* **EXERCISE**
Put each line of the data below into a Markdown table with two columns, Row and Text. Number the rows in order, and leave out blank lines.
══════════════════════════════
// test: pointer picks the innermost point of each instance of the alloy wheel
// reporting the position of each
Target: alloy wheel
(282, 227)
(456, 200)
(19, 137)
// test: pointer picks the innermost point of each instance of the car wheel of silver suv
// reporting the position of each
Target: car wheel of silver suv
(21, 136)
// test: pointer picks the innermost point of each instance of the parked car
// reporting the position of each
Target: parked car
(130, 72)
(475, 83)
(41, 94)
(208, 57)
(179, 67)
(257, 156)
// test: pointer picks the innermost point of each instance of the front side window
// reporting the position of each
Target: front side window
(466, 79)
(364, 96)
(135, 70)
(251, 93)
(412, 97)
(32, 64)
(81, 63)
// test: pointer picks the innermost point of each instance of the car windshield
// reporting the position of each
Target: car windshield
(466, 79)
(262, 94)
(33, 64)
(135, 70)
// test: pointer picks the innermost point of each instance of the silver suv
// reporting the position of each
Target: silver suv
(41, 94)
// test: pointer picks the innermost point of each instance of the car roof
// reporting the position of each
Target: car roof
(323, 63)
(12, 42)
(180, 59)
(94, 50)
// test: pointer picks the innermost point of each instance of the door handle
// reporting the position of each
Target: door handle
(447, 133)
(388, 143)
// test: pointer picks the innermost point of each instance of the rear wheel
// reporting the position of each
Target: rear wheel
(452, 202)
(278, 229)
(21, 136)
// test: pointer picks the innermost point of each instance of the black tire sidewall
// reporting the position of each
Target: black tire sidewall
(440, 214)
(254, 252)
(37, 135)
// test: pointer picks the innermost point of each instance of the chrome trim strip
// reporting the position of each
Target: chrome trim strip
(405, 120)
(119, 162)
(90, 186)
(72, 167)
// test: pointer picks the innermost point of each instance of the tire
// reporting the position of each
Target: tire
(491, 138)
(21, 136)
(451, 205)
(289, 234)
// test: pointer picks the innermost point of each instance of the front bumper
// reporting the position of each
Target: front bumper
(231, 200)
══════════════════════════════
* **OUTPUT FOR THIS EXERCISE**
| Row | Text |
|---|---|
| 1 | // test: pointer picks the innermost point of each instance of the alloy wheel |
| 2 | // reporting the position of each |
| 3 | Target: alloy wheel |
| 4 | (282, 227) |
| 5 | (456, 200) |
| 6 | (19, 137) |
| 7 | // test: pointer picks the innermost point of each instance of the car wheel of silver suv |
| 8 | // reporting the position of each |
| 9 | Target: car wheel of silver suv |
| 10 | (21, 136) |
| 11 | // test: pointer picks the innermost point of each instance of the parked car |
| 12 | // reporting the position of each |
| 13 | Target: parked car |
| 14 | (130, 72) |
| 15 | (475, 83) |
| 16 | (41, 94) |
| 17 | (208, 57) |
| 18 | (179, 67) |
| 19 | (257, 156) |
| 20 | // test: pointer picks the innermost point of each instance of the front side window |
| 21 | // reporting the position of each |
| 22 | Target: front side window |
| 23 | (466, 79) |
| 24 | (364, 96) |
| 25 | (135, 70) |
| 26 | (251, 93) |
| 27 | (412, 97) |
| 28 | (32, 64) |
| 29 | (81, 63) |
| 30 | // test: pointer picks the innermost point of each instance of the car windshield |
| 31 | // reporting the position of each |
| 32 | Target: car windshield |
| 33 | (466, 79) |
| 34 | (262, 94) |
| 35 | (33, 64) |
| 36 | (135, 70) |
| 37 | // test: pointer picks the innermost point of each instance of the silver suv |
| 38 | // reporting the position of each |
| 39 | Target: silver suv |
| 40 | (41, 94) |
| 41 | // test: pointer picks the innermost point of each instance of the car roof |
| 42 | // reporting the position of each |
| 43 | Target: car roof |
| 44 | (323, 63) |
| 45 | (12, 42) |
| 46 | (180, 59) |
| 47 | (94, 50) |
| 48 | // test: pointer picks the innermost point of each instance of the door handle |
| 49 | // reporting the position of each |
| 50 | Target: door handle |
| 51 | (447, 133) |
| 52 | (388, 143) |
| 53 | // test: pointer picks the innermost point of each instance of the rear wheel |
| 54 | // reporting the position of each |
| 55 | Target: rear wheel |
| 56 | (452, 202) |
| 57 | (278, 229) |
| 58 | (21, 136) |
| 59 | // test: pointer picks the innermost point of each instance of the black tire sidewall |
| 60 | // reporting the position of each |
| 61 | Target: black tire sidewall |
| 62 | (440, 214) |
| 63 | (254, 252) |
| 64 | (37, 135) |
| 65 | // test: pointer picks the innermost point of each instance of the chrome trim strip |
| 66 | // reporting the position of each |
| 67 | Target: chrome trim strip |
| 68 | (405, 120) |
| 69 | (119, 162) |
| 70 | (90, 186) |
| 71 | (72, 167) |
| 72 | // test: pointer picks the innermost point of each instance of the tire |
| 73 | // reporting the position of each |
| 74 | Target: tire |
| 75 | (491, 138) |
| 76 | (21, 136) |
| 77 | (451, 205) |
| 78 | (289, 234) |
| 79 | // test: pointer picks the innermost point of each instance of the front bumper |
| 80 | // reporting the position of each |
| 81 | Target: front bumper |
| 82 | (231, 200) |